▶ **Given passage**
[Start of Attachment]

Can Cats Have Noodles?
Everyone loves noodles. This is why they show up in many of the most popular types of cuisine! We enjoy noodles both hot and cold, regardless of the weather, and we enjoy them in a wide range of dishes. We eat noodles every time we consume spaghetti with marinara, pasta salad, macaroni and cheese, chow mein, and, of course, instant noodles. Even if you follow a gluten-free or low-carbohydrate diet, you have probably found a way to include some type of noodle in your diet at least semi-regularly.
Noodles are delicious whether they are made with refined grains, whole grains, zucchini, squash, or even potatoes. We love spaghetti, angel hair, shells, gnocchi, penne, ravioli, and orzo. Though many of us turned our noses up at a portion of our mom’s cooking when we were little, it was rare that we hated our mom’s spaghetti. It is both a wonderful comfort food and the perfect fuel for athletes who need to replenish their glycogen stores before a big race. But are noodles an acceptable comfort food for our pets, too? Most of us are not at all afraid of sneaking a little bit of spaghetti to our dogs underneath the dinner table, but we have learned to be more delicate with our cats and their fragile stomachs. So, what should our pasta policy be? Can you give your cat noodles?
The answer to this question, like so many things, is: yes and no. Even though standard white pasta noodles are not at all toxic to felines, noodles in general are not in the group of recommended foods for your cat. If you want to give them a couple of plain, cooked spaghetti noodles while you are boiling your pasta to make dinner, it probably will not do any damage to their health, but it is not a good idea to give any noodles to them regularly or in large quantities. Even though foods like whole grain spaghetti are a solid source of energy for human athletes, even the healthiest types of noodles are not suitable staples for cats. If you give noodles to your cat at all, consider them a treat.

[End of Attachment]

▶ **Data for analysis**
[Start of Attachment]

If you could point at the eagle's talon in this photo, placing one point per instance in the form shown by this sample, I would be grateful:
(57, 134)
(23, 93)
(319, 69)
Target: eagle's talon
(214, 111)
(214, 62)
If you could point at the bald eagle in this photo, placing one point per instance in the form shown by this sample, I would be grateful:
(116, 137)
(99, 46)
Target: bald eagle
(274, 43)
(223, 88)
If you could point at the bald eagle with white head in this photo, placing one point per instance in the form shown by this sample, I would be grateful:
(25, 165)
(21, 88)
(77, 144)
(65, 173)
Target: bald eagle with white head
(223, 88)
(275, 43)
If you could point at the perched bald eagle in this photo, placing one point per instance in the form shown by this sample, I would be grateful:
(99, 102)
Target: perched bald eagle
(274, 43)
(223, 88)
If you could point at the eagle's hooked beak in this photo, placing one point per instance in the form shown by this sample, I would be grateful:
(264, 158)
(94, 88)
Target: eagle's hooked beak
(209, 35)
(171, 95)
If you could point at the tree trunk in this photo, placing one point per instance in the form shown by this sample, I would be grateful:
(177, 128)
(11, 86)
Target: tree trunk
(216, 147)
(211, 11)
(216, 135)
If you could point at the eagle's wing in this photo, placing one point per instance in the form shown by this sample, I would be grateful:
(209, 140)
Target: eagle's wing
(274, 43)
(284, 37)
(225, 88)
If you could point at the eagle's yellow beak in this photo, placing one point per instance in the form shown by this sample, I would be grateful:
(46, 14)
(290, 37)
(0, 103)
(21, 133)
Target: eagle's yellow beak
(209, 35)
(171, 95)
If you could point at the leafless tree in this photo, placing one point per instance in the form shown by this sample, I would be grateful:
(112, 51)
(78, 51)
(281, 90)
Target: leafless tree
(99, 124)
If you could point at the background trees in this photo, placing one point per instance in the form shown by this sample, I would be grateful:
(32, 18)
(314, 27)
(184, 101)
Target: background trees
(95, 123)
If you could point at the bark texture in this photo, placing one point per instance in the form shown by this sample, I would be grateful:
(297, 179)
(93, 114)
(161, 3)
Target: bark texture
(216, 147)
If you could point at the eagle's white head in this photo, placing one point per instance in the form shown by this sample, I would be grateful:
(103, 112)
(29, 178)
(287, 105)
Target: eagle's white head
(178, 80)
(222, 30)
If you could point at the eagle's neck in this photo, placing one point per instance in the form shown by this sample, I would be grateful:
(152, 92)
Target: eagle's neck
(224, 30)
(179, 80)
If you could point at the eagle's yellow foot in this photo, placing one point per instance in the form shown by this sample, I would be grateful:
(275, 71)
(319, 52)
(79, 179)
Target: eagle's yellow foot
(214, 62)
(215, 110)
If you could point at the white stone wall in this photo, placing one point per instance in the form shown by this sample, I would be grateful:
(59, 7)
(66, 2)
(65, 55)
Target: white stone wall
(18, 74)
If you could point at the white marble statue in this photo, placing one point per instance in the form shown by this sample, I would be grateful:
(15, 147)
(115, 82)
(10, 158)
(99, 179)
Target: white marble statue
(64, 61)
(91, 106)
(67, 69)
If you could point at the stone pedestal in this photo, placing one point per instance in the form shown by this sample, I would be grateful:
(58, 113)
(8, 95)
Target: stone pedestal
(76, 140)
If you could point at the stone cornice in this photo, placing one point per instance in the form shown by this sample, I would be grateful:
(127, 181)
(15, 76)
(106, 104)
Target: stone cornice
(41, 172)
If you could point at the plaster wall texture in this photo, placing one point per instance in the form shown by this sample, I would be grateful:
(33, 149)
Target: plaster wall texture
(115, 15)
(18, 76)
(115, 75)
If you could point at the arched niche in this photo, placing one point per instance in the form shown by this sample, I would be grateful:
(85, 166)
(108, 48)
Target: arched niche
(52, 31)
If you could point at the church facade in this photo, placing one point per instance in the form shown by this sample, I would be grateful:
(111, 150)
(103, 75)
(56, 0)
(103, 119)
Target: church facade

[End of Attachment]

▶ **What is required**
In the passage on cats and noodles, how should noodles be regarded if you give them to your cat at all?

▶ **Answer area**
As a treat.